● INSTRUCTION
In the forum thread, what does Stéphane Graber conclude the problem is after seeing the dmesg output?

Can you show ps fauxww?


(Jon Clayton) #3

Sure, i think its some stuck process when restarting the new nested container (telegraf1):

Here is ps fauxww: https://paste.ee/p/raSYJ

Cheers,
Jon


(Jon Clayton) #4

Also services seem to be running okay now but lxc still hangs running any command:


(Stéphane Graber) #5

You have a lot of lxd related processes stuck in D state (I/O wait).
There’s a good chance that your kernel is having a bad day.

Can you show dmesg?

Those processes are likely to be impossible to kill so there’d be no way to recover from this other than rebooting the system, but maybe dmesg will tell us more about what’s going on.


(Jon Clayton) #6

using file backed zfs at the moment (.img file) which isn’t ideal, could that be something to do with it

dmesg:

https://raw.githubusercontent.com/bodleytunes/paste-stuff/master/dmesg


(Stéphane Graber) #7

No, looks like a network namespace kernel bug.
I’m afraid the only way you can recover from this is by rebooting and I’d advice doing it sooner rather than later as your kernel is clearly misbehaving.


(Jon Clayton) #8

Yeah will reboot.

Would updating the kernel be of any use? I have locked the kernel currently from upgrades as I patched it to allow linux bridge to forward link local frames.

Cheers!
Jon.


(Stéphane Graber) #9

It certainly wouldn’t hurt, kernel updates do tend to include a large number of bugfixes, this may be something that got fixed.


(Jon Clayton) #10

OK cheers. :slight_smile:


(Jon Clayton) #11

Not sure if directly related but I seem to still have an issue, this time with hung monitor on that same nested container, its exactly the same output as on this this thread https://github.com/lxc/lxd/issues/4468

However I’m running 4.15 kernel which is a very late kernel :(:thinking:

● DATASET RECORDS
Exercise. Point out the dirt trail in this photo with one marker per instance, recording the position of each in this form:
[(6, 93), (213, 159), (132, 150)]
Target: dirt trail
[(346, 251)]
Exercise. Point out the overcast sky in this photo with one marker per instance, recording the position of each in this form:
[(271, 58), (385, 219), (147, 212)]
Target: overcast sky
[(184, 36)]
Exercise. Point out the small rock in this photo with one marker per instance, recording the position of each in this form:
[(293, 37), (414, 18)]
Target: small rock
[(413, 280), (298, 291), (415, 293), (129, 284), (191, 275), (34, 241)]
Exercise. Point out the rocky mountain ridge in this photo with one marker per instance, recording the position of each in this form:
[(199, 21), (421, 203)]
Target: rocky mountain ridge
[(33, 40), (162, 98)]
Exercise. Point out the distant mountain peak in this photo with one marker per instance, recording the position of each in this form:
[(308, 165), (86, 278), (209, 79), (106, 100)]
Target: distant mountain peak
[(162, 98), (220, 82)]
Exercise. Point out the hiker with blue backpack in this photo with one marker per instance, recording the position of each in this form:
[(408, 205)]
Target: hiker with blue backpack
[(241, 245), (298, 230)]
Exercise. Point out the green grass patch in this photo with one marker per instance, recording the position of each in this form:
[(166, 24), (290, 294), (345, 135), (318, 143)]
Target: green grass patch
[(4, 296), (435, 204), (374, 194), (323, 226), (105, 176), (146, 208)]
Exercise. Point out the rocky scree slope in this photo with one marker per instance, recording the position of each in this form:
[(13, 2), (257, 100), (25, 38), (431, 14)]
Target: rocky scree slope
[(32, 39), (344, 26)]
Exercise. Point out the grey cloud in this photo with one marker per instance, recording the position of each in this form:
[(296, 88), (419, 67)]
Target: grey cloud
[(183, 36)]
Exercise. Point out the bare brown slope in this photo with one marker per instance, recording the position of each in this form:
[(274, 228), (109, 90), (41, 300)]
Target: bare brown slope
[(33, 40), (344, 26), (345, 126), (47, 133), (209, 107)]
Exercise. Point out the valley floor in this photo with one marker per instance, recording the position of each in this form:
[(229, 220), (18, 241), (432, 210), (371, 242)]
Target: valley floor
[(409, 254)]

● EXPECTED ANSWER
A network namespace kernel bug.